- Directive: Type out the material below exactly.

- Items from a labeling collection:
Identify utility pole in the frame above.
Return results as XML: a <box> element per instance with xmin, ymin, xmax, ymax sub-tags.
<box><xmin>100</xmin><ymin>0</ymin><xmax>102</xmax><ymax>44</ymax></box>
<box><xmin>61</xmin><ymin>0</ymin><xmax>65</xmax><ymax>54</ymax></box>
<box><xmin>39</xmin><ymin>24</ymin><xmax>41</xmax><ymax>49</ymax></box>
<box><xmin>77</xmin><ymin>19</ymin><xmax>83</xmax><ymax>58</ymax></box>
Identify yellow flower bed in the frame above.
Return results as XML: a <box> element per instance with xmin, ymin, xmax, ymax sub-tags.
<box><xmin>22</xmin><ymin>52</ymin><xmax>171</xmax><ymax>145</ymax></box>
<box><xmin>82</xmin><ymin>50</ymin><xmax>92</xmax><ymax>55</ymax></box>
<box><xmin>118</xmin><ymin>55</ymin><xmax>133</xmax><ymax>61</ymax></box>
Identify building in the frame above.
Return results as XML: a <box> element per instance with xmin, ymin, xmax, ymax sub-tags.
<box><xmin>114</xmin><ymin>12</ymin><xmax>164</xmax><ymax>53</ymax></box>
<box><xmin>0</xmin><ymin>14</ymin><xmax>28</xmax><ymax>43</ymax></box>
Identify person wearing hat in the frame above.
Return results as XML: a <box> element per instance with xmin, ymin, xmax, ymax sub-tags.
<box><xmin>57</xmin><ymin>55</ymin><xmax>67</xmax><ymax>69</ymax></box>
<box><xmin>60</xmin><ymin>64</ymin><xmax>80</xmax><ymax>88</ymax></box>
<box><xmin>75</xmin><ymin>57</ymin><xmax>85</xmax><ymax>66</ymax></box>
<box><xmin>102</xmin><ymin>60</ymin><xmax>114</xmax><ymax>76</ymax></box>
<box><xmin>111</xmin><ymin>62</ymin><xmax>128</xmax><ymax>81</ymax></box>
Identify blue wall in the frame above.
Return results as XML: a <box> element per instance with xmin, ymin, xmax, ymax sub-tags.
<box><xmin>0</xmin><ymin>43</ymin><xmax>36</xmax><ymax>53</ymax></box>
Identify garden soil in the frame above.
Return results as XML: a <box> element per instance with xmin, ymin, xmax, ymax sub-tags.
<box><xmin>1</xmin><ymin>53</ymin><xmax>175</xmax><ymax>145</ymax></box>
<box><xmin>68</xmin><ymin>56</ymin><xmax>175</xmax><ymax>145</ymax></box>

- Written solution:
Identify utility pole in the frame above.
Return results as XML: a <box> element per instance with xmin, ymin, xmax, ymax sub-tags.
<box><xmin>100</xmin><ymin>0</ymin><xmax>102</xmax><ymax>44</ymax></box>
<box><xmin>61</xmin><ymin>0</ymin><xmax>65</xmax><ymax>54</ymax></box>
<box><xmin>39</xmin><ymin>24</ymin><xmax>41</xmax><ymax>49</ymax></box>
<box><xmin>77</xmin><ymin>19</ymin><xmax>83</xmax><ymax>58</ymax></box>
Identify yellow flower bed in the frame above.
Return results as XML: a <box> element per instance with xmin, ymin, xmax, ymax sub-tags.
<box><xmin>22</xmin><ymin>52</ymin><xmax>171</xmax><ymax>145</ymax></box>
<box><xmin>82</xmin><ymin>50</ymin><xmax>92</xmax><ymax>55</ymax></box>
<box><xmin>118</xmin><ymin>55</ymin><xmax>133</xmax><ymax>61</ymax></box>
Identify building in the frame above.
Return results as XML: a <box> element per instance with xmin, ymin, xmax, ymax sub-tags.
<box><xmin>114</xmin><ymin>12</ymin><xmax>164</xmax><ymax>53</ymax></box>
<box><xmin>0</xmin><ymin>14</ymin><xmax>28</xmax><ymax>43</ymax></box>
Identify person wearing hat in the frame above.
Return results as XML: a <box> element per instance with xmin, ymin, xmax, ymax sub-tags.
<box><xmin>57</xmin><ymin>55</ymin><xmax>67</xmax><ymax>69</ymax></box>
<box><xmin>60</xmin><ymin>64</ymin><xmax>80</xmax><ymax>88</ymax></box>
<box><xmin>75</xmin><ymin>57</ymin><xmax>85</xmax><ymax>66</ymax></box>
<box><xmin>102</xmin><ymin>60</ymin><xmax>114</xmax><ymax>76</ymax></box>
<box><xmin>111</xmin><ymin>62</ymin><xmax>128</xmax><ymax>81</ymax></box>
Identify blue wall in the frame above.
Return results as XML: a <box> element per instance with xmin, ymin, xmax, ymax sub-tags.
<box><xmin>0</xmin><ymin>43</ymin><xmax>36</xmax><ymax>53</ymax></box>
Identify garden soil in the frame above.
Return results as XML: a <box> element per instance with xmin, ymin, xmax, ymax sub-tags.
<box><xmin>1</xmin><ymin>53</ymin><xmax>175</xmax><ymax>145</ymax></box>
<box><xmin>68</xmin><ymin>56</ymin><xmax>175</xmax><ymax>145</ymax></box>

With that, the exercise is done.